- [OBJECTIVE] Revise the lines starting with the line that contains "the officer's short" and going on through the line that contains "Target: officer's short dark hair", and give back only those lines with "dark hair" changed to "black hair" and nothing else altered.
##### RECORD SET #####
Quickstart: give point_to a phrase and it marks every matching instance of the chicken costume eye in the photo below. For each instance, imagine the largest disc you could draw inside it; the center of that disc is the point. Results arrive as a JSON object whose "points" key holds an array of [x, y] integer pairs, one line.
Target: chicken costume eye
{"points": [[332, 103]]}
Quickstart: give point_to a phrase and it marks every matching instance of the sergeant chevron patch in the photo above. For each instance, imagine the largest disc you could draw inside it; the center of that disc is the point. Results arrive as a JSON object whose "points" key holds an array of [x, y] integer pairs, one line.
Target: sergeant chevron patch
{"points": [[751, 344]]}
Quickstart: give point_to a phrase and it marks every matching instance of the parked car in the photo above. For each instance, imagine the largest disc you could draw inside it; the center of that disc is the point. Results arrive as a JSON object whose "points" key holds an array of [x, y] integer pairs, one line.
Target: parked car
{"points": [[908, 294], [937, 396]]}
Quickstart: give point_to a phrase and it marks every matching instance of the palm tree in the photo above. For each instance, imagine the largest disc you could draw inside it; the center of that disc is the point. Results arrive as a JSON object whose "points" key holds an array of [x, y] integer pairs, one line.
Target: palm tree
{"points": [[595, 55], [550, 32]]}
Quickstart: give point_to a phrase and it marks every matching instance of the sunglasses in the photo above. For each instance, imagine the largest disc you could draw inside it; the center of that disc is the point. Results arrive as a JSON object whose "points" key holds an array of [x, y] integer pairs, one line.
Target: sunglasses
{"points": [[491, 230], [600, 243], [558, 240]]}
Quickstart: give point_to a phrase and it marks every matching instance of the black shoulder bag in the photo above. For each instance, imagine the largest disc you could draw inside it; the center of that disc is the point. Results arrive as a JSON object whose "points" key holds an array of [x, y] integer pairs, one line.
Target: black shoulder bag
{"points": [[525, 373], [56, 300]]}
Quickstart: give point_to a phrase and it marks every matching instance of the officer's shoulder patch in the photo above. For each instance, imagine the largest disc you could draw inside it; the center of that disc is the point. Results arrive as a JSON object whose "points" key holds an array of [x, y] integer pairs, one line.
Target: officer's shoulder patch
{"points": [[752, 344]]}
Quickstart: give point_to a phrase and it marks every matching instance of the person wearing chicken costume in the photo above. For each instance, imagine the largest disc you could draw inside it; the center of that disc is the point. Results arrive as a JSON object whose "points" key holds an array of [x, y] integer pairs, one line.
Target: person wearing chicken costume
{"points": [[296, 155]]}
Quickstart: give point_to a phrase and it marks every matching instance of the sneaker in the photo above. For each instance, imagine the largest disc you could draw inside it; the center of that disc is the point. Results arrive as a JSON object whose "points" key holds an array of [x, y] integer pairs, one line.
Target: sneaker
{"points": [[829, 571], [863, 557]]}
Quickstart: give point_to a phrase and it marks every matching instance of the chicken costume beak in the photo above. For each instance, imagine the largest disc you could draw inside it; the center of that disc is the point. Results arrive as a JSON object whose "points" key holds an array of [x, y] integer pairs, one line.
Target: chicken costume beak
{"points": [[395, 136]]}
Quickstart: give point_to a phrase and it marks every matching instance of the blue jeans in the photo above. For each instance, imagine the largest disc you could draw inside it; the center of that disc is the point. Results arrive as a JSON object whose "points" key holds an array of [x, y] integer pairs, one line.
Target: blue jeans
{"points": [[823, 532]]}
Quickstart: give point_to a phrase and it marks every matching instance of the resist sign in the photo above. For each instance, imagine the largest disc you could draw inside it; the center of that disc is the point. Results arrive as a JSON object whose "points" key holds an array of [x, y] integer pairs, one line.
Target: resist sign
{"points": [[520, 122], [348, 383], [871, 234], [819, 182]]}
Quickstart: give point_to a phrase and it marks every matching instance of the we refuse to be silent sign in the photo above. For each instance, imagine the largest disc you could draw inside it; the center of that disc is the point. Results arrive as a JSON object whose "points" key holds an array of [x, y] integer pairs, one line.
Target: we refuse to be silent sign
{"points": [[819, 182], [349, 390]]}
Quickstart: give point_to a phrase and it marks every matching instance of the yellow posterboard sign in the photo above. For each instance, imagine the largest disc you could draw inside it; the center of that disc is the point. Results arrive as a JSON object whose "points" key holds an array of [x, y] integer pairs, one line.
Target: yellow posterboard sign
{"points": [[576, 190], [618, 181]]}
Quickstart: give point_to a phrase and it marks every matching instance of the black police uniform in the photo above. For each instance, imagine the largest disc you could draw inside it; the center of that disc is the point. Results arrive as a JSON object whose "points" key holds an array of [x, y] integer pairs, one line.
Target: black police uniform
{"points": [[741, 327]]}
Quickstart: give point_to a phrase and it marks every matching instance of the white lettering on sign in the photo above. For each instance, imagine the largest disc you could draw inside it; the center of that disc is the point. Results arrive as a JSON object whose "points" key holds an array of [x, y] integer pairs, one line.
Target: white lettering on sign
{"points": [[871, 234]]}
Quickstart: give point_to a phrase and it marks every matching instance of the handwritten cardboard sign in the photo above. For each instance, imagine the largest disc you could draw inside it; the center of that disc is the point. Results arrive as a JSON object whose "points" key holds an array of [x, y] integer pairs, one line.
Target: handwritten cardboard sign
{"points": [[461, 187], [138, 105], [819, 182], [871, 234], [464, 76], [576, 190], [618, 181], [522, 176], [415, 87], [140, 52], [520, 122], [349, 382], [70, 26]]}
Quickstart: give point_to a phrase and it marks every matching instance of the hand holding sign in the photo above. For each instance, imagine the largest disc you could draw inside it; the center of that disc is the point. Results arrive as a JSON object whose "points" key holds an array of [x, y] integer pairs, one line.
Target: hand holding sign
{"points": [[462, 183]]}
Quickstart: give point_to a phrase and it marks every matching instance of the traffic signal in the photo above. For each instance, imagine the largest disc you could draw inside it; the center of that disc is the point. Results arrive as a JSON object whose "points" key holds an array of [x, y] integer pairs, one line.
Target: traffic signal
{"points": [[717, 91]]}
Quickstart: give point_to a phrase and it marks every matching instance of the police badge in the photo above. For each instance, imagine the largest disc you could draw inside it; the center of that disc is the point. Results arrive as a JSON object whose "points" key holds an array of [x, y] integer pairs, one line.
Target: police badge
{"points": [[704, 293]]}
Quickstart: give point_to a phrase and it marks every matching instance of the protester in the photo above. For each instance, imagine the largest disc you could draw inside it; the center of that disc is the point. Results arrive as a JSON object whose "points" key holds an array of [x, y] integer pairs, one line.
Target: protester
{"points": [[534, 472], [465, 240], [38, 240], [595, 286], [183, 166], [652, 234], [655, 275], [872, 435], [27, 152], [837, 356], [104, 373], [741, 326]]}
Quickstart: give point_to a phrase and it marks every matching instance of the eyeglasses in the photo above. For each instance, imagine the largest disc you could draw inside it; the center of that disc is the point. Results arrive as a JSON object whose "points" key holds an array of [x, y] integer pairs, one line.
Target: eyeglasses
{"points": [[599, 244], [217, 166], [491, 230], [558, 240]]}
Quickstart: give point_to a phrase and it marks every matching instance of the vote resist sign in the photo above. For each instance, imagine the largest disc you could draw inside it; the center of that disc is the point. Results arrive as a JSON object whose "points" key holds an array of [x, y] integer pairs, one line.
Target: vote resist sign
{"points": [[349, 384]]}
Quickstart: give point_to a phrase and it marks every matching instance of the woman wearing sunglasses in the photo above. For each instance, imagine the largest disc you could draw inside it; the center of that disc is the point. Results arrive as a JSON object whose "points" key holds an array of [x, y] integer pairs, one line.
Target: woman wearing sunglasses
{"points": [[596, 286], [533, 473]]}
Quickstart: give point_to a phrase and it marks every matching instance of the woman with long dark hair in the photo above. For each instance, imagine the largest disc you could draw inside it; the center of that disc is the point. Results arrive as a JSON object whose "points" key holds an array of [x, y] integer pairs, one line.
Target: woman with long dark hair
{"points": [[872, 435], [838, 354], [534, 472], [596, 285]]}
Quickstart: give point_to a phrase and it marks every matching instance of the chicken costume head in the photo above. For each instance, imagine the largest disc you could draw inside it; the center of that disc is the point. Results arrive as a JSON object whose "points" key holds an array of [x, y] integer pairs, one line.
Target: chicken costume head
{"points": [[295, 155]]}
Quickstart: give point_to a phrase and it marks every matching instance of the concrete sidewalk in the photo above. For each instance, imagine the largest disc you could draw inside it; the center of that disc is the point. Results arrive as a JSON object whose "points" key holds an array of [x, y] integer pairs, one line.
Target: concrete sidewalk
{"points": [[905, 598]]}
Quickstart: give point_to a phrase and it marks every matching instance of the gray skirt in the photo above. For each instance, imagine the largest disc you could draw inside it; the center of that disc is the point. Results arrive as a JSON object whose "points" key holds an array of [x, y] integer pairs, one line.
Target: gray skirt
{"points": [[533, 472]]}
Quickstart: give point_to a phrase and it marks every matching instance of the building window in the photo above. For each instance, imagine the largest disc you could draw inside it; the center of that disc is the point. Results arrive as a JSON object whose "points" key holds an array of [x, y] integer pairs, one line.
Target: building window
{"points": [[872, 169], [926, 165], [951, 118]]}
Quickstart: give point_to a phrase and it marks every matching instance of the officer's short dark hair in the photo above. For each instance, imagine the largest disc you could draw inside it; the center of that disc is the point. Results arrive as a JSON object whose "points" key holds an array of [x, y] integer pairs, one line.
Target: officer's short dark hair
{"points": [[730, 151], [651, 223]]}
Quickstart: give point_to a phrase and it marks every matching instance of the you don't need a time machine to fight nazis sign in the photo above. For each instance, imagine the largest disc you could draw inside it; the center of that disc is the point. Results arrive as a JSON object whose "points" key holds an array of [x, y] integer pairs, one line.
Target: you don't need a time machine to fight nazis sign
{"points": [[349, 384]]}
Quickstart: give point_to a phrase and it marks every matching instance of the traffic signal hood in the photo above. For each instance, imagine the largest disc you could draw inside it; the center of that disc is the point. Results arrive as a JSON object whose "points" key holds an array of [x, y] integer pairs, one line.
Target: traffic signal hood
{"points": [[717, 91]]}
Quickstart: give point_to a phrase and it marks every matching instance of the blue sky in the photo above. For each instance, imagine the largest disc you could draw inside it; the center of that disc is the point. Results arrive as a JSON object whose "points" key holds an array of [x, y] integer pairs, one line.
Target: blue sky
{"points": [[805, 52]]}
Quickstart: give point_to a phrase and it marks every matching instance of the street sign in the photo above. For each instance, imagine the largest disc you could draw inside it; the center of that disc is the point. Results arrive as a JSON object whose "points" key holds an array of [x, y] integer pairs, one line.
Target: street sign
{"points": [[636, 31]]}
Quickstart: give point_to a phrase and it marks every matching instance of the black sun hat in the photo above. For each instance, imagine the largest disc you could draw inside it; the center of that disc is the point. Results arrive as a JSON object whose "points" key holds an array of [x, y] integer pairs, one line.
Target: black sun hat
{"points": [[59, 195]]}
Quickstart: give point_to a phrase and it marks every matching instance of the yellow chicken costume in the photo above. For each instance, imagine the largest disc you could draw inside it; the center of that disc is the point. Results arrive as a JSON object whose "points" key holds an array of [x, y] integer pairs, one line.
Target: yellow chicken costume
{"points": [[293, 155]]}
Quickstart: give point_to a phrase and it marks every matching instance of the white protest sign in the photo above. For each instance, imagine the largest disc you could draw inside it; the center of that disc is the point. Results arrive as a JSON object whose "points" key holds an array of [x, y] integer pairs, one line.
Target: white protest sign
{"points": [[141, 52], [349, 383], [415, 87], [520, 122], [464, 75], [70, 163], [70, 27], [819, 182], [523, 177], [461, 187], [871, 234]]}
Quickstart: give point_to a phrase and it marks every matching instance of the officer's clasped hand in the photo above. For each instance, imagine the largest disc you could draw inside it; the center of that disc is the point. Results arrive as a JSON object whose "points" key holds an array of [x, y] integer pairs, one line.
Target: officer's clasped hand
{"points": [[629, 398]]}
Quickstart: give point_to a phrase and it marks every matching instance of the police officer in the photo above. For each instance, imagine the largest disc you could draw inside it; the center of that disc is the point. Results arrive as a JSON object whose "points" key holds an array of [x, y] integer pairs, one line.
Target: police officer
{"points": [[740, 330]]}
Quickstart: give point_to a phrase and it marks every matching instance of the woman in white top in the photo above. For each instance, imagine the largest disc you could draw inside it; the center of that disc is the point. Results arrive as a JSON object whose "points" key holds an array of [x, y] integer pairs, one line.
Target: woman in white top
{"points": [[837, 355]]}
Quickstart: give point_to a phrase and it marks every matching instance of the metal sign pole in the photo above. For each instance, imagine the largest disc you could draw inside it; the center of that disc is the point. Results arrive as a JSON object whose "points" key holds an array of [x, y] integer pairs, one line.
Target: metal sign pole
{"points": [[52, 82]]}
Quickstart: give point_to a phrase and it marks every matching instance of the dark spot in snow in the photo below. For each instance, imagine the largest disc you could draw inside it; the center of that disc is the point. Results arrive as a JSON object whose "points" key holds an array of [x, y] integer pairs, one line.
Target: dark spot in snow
#####
- [RESPONSE TO THIS TASK]
Quickstart: give point_to a phrase and it marks every matching instance of the officer's short black hair in the photo above. For each instance, imagine the largest disc you could draw inside it; the center of that disc is the point. Results arrive as a JSON object whose "points" key holds an array of [x, y] integer pairs, one line.
Target: officer's short black hair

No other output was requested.